EXERCISE GOAL » Restate every line below word for word, but drop each picture.

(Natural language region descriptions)
______________________________
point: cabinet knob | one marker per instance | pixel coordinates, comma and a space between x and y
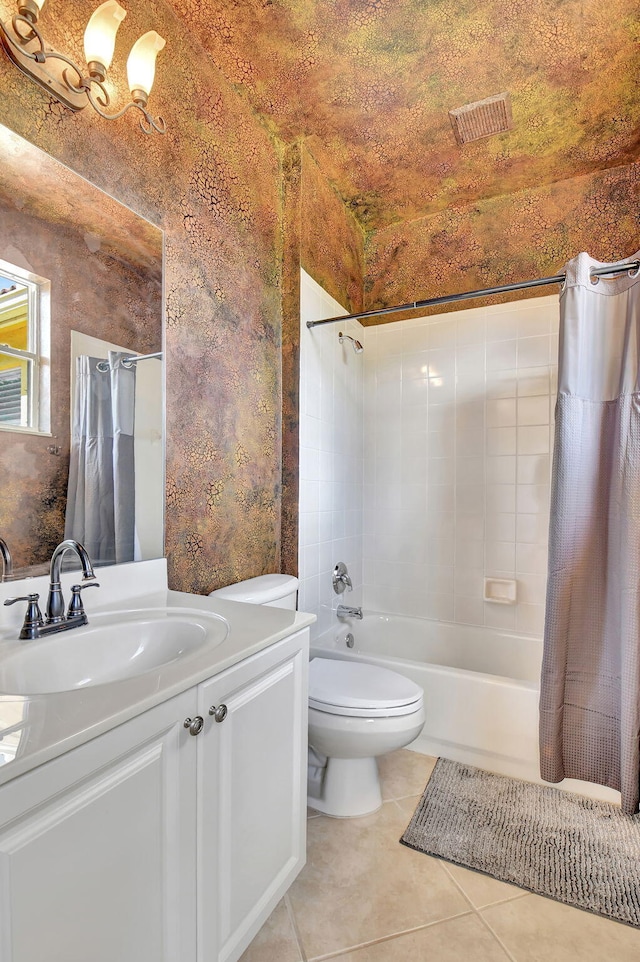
195, 725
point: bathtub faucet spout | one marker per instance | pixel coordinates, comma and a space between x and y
344, 611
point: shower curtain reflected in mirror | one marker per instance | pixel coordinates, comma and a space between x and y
100, 509
590, 686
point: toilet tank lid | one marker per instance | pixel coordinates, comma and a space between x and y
258, 591
355, 684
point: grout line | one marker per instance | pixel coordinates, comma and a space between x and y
294, 926
478, 913
495, 935
386, 938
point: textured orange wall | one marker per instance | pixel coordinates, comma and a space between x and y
504, 240
227, 195
213, 184
332, 243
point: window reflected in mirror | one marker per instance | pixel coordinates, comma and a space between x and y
24, 350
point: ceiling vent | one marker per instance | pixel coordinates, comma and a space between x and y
484, 118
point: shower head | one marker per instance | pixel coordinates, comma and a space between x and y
357, 346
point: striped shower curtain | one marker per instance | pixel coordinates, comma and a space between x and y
590, 686
100, 510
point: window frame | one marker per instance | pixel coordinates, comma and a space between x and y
38, 355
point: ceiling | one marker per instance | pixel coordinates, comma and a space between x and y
369, 83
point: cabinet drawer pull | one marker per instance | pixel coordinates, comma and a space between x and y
195, 725
219, 713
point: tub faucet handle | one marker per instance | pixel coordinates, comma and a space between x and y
341, 579
344, 611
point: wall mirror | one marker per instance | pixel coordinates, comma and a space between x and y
81, 368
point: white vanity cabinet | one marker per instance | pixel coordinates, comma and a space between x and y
252, 793
147, 844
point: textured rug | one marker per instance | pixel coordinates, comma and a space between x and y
572, 849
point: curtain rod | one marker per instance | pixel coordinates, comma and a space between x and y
450, 298
128, 361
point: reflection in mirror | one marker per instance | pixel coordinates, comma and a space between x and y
102, 302
24, 350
______________________________
EXERCISE ANSWER »
point: cabinet knob | one marker per instance | pixel coordinates, comma and a space between x and y
195, 725
point: bathtub faucet spout | one marker per instance | pixel coordinates, comma and a space between x and y
344, 611
point: shower curtain reflected in mirror | one marker per instance | pixel coordinates, comma and a space between x and y
100, 509
590, 686
point: toilet tank lid | one marker per instance | pixel coordinates, comma and a space between x and y
258, 591
355, 684
point: grout line | one marker per instance | pixel coordinates, comma and a space between x and y
294, 926
478, 913
495, 935
386, 938
point: textured orange wall | one marker per instance | pixel coordinates, comma and a space between x and y
504, 240
227, 195
213, 184
332, 243
point: window reflected in mirror | one marker per instance | pixel coordinates, comma and a space between x and y
24, 350
point: ceiling vent | one marker per instance | pixel coordinates, comma and a space between x and y
484, 118
point: shower head | one marker per instance | pixel coordinates, comma and a space between x and y
357, 346
point: striped shower curtain | one marker per instance | pixel coordinates, comma and a space between x and y
590, 686
100, 510
point: window frame | one marker per instance | pixel coordinates, comma and a space between x and y
38, 355
point: ceiling | one marker per instance | pixel coordinates, comma and a space between x and y
369, 83
point: cabinet drawer pull | one marker per instance | pixel coordinates, comma and a space between x and y
195, 725
219, 713
point: tub faucet handle | one marker per instance | pixel coordinates, comma and a space between x and y
341, 579
344, 611
point: wall mirror | one marker per instance | pixel coordinates, comma and a space between x and y
81, 368
point: white vanity cabinet | one marker per instance | pixel coordinates, comma and a space between x and y
252, 793
147, 844
point: textured rug | one marker per instance | pixel coordinates, comma and a space between x and y
572, 849
point: curtain rod | one marker per instance | pixel coordinates, comma and a space between x and y
450, 298
128, 361
point: reflection in mirror | one marker per instance | pixel coordinates, comma and a space between x and y
102, 302
24, 350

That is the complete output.